• **Stated exercise A**
From the proof on maximizing the log-likelihood, return the stretch from "[/proofplan]" through "(\mu,\Sigma) &\mapsto \log L(\mu,\Sigma)." with no changes.
• **Stated exercise B**
For each statement below, say yes or no to whether it agrees with the proof on maximizing the log-likelihood, and quote the words of the proof that decide it. (i) After the maximizer in the mean is found, the problem becomes one of maximizing a function of the covariance matrix alone. (ii) The whitening step uses the square root of the inverse covariance matrix. (iii) The set of symmetric positive definite matrices is taken over the complex numbers.

[proofplan]
We maximize the log-likelihood, since the logarithm is strictly increasing on $(0,\infty)$. First, for fixed positive definite covariance matrix $\Sigma$, we complete the square in $\mu$ around the sample mean and show that the unique maximizer in $\mu$ is $\bar{x}$. Substituting $\mu=\bar{x}$ reduces the problem to maximizing a function of $\Sigma$ alone. Finally, we whiten by the positive definite square root of the scatter matrix and reduce the covariance optimization to a scalar inequality over the eigenvalues of a positive definite matrix.
[/proofplan]
[step:Write the log-likelihood as a quadratic optimization problem]
Let $\mathbb{S}_{++}^p$ denote the set of symmetric positive definite $p \times p$ real matrices. Since $L(\mu,\Sigma)>0$ for all $(\mu,\Sigma)\in \mathbb{R}^p \times \mathbb{S}_{++}^p$ and the logarithm is strictly increasing, the maximizers of $L$ are exactly the maximizers of the log-likelihood function
\begin{align*}
\ell:\mathbb{R}^p \times \mathbb{S}_{++}^p &\to \mathbb{R},\\
(\mu,\Sigma) &\mapsto \log L(\mu,\Sigma).
\end{align*}
Expanding the product defining $L$ gives
\begin{align*}
\ell(\mu,\Sigma)
&= -\frac{np}{2}\log(2\pi)-\frac{n}{2}\log\det\Sigma
-\frac{1}{2}\sum_{i=1}^n (x_i-\mu)^\top \Sigma^{-1}(x_i-\mu).

• **Entries**

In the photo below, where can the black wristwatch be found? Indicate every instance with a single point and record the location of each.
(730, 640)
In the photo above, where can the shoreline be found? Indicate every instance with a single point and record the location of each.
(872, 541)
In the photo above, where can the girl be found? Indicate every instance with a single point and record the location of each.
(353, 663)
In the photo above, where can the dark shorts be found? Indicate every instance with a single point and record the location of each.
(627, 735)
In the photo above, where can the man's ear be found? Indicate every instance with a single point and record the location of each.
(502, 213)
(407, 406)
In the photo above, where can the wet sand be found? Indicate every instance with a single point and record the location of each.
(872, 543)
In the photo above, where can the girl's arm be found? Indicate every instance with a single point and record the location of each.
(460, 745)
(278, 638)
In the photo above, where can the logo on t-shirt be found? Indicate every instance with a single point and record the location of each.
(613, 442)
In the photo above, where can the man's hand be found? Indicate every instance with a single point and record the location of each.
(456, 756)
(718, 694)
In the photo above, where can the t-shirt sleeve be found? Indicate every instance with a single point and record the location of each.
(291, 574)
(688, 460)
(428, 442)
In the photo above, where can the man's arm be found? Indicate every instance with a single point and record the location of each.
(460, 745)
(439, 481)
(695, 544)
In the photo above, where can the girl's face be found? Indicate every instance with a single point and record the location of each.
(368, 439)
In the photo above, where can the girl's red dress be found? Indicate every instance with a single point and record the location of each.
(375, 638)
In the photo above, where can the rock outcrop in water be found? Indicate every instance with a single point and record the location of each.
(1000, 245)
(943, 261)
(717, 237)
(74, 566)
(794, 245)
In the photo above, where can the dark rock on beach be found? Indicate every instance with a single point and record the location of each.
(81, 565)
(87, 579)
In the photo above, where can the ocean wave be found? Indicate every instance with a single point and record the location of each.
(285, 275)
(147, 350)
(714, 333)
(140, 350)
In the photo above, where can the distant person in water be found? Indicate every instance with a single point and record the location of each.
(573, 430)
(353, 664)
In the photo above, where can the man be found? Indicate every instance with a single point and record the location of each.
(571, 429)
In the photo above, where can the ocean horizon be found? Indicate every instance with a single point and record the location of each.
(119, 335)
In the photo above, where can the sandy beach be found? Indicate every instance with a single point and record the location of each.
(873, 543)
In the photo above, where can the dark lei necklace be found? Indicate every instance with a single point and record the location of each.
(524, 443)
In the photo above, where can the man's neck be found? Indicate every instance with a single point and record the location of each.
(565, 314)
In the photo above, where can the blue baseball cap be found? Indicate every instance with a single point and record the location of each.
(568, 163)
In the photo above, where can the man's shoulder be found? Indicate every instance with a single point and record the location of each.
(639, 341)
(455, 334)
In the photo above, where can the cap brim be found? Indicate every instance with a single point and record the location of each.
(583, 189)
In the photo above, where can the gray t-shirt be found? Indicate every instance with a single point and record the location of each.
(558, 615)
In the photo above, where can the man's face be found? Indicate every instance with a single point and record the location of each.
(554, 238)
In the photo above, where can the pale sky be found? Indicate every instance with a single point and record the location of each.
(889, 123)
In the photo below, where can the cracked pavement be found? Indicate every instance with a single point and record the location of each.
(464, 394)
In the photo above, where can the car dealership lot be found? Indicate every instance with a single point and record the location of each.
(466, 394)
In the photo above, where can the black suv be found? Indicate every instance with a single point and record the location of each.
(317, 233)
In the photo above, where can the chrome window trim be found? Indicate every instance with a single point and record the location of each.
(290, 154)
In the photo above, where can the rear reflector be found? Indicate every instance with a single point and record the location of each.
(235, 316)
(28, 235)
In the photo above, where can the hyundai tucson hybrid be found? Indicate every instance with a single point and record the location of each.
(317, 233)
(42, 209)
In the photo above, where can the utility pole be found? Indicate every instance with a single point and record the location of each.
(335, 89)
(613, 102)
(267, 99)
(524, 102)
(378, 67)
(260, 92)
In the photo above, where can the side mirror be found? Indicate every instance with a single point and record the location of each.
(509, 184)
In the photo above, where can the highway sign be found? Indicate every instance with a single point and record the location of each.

• **Output A**
[/proofplan]
[step:Write the log-likelihood as a quadratic optimization problem]
Let $\mathbb{S}_{++}^p$ denote the set of symmetric positive definite $p \times p$ real matrices. Since $L(\mu,\Sigma)>0$ for all $(\mu,\Sigma)\in \mathbb{R}^p \times \mathbb{S}_{++}^p$ and the logarithm is strictly increasing, the maximizers of $L$ are exactly the maximizers of the log-likelihood function
\begin{align*}
\ell:\mathbb{R}^p \times \mathbb{S}_{++}^p &\to \mathbb{R},\\
(\mu,\Sigma) &\mapsto \log L(\mu,\Sigma).

• **Output B**
(i) Yes: "Substituting $\mu=\bar{x}$ reduces the problem to maximizing a function of $\Sigma$ alone."
(ii) No: "we whiten by the positive definite square root of the scatter matrix"
(iii) No: "the set of symmetric positive definite $p \times p$ real matrices"